-- Given exercise --
Skip all pictures, then print the remaining material exactly.

Named-object pointing records
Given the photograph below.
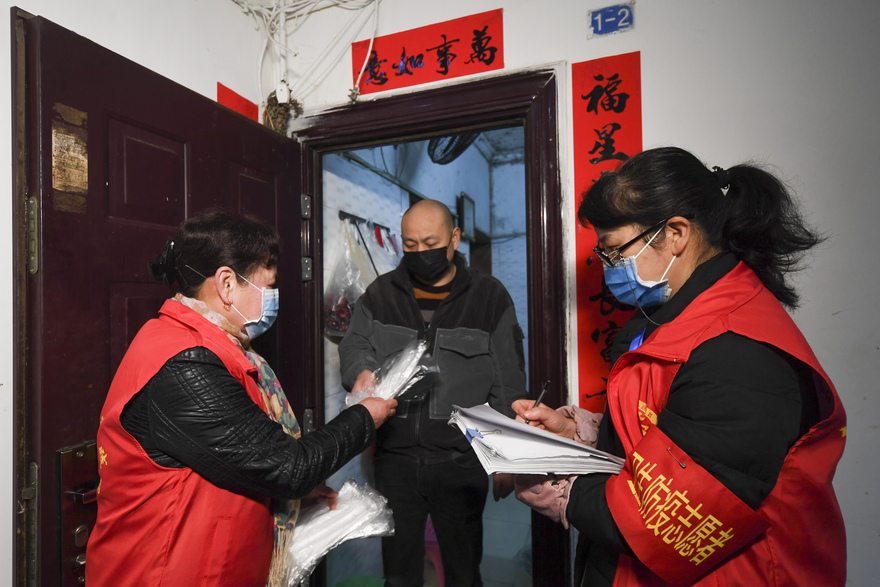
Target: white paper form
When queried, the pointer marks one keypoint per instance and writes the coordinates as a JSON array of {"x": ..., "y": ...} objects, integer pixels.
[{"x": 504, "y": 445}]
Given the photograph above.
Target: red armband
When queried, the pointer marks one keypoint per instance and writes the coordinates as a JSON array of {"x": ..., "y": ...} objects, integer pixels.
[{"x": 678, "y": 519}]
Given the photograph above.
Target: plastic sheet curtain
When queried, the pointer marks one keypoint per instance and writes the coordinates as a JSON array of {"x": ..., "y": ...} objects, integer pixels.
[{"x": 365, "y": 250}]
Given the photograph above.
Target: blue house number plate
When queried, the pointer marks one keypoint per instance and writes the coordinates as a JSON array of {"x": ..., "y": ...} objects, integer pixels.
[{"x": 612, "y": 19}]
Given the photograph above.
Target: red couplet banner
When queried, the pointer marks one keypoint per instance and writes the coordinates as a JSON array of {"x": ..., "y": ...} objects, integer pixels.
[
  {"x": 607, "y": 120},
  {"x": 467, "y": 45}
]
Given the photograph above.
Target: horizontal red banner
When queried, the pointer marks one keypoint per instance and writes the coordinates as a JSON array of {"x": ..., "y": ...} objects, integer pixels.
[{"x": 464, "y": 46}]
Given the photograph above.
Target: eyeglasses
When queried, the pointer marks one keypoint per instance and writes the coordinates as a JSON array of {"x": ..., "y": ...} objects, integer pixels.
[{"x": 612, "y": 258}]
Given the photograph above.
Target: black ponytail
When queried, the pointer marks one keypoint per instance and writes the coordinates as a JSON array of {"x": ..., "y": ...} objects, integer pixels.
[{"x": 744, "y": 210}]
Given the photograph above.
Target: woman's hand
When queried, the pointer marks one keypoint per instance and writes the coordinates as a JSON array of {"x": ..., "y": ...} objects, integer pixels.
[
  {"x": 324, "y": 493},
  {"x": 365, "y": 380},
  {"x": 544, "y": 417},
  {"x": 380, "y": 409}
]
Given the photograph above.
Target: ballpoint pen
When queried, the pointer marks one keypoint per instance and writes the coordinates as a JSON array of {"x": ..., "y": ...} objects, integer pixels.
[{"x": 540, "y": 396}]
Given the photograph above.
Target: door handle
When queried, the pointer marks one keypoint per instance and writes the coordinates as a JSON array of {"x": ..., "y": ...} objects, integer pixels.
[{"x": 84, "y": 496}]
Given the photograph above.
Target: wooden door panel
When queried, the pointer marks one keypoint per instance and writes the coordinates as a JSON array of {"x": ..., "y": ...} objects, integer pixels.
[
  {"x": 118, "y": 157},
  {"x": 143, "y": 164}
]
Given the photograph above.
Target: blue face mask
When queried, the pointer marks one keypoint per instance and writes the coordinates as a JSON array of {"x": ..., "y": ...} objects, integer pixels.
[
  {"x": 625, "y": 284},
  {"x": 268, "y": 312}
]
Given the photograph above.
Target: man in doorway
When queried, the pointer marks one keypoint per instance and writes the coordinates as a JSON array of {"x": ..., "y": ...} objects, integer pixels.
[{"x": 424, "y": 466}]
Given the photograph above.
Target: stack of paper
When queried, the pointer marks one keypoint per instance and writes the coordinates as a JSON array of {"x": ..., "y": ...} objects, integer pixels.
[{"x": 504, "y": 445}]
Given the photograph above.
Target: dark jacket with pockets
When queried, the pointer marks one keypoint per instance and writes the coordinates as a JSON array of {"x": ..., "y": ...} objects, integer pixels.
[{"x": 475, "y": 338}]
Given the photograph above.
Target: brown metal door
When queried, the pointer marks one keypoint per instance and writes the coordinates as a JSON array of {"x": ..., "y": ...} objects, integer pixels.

-- The output --
Given the photograph below.
Target: white paper form
When queried, the pointer marks one keypoint per instance and writes the coordinates as a JSON array of {"x": ..., "y": ...} objects, integer pixels.
[{"x": 504, "y": 445}]
Given the photograph above.
Target: red armband
When queried, the pointer marks one keypoint per instance and writes the coordinates as a JSON array of {"x": ..., "y": ...} objects, integer pixels.
[{"x": 678, "y": 519}]
Given the photograph above.
Target: plastic sheet curtain
When queried, the pointer marks one keypoint per instance and writes the coordinates as a JSON array of {"x": ..., "y": ...} objects, integer pixels.
[{"x": 365, "y": 250}]
Given the photograph above.
Target: blue house number plate
When queried, the pointer marks one keypoint per instance and writes the coordinates as a JSON array of {"x": ..., "y": ...} objects, integer pixels.
[{"x": 612, "y": 19}]
Given the photograph above.
Target: red couplet banner
When queried, the pointer marks one keypoint per instance and writes the coordinates as a JSON array of {"x": ..., "y": ...} objects, integer pixels.
[
  {"x": 607, "y": 120},
  {"x": 467, "y": 45}
]
Given the photograph above.
Target: horizontal red banner
When queried, the pointer marks one keypoint per instance and writes the coordinates as a JSON array of {"x": ..., "y": ...} objects, integer pixels.
[{"x": 464, "y": 46}]
Given the photograph above.
Target: eyeglasses
When queried, the pointer marks one keypoint per instance and writes the coordinates as a JSON array of {"x": ..., "y": ...} objects, integer pixels.
[{"x": 612, "y": 258}]
Given the photograph above.
Target: black ponytail
When queried, the pointer marks one keypoint per instance and writes the coordinates as a JSON array of {"x": ..., "y": ...} objects, integer pixels.
[{"x": 744, "y": 210}]
Given the photograph above.
Target: woman's hand
When queried, the pointer marks one keypoint per instance and writes the coordinates as a JSON array of {"x": ..., "y": ...} objects, integer pixels.
[
  {"x": 324, "y": 493},
  {"x": 365, "y": 380},
  {"x": 544, "y": 417},
  {"x": 380, "y": 409}
]
Given the photograph above.
Target: ballpoint pen
When queried, the pointer marks one keypoint per instance and writes the coordinates as a JSON array of {"x": ..., "y": ...} objects, integer pixels.
[{"x": 540, "y": 396}]
Given the photograph above.
Target: door handle
When queried, the pointer marks one keypoint per instance and writes the coordinates as a JSON array of {"x": ..., "y": ...} objects, integer pixels.
[{"x": 84, "y": 496}]
Given the photograph above.
Target: wooden door panel
When queried, the pointer marks one keypoint per instance and writes the coordinates as a JSON array of {"x": ..., "y": ...} objects, integer pixels.
[
  {"x": 118, "y": 157},
  {"x": 143, "y": 164}
]
Given the photograph above.
Target: blue face mask
When queried, the pointer marks one keypoint per instance and writes the coordinates as a JSON array of {"x": ..., "y": ...} objects, integer pixels.
[
  {"x": 625, "y": 284},
  {"x": 268, "y": 312}
]
Given the photograph above.
Target: man in doorway
When queried, the pointer marks one keypoint per instance and writes the coordinates as a JSON array of {"x": ..., "y": ...} objects, integer pixels.
[{"x": 424, "y": 466}]
Given the photograph above.
Target: stack of paper
When queried, the pointer marks one keypoint per instance and writes the coordinates as a JSON array of {"x": ..., "y": ...} objects, integer pixels.
[{"x": 504, "y": 445}]
Given the photograph above.
Target: dark jacket with pockets
When queried, the pointer marks one keypoint per instance and writes the coordinates as a JSON array of {"x": ..., "y": ...} objects, integer pixels.
[{"x": 475, "y": 338}]
Given the photograph above.
Target: brown metal door
When queried, the pointer marks one keypoint per instance and writes the coordinates as a JSON array of {"x": ..., "y": ...} objects, integer pixels.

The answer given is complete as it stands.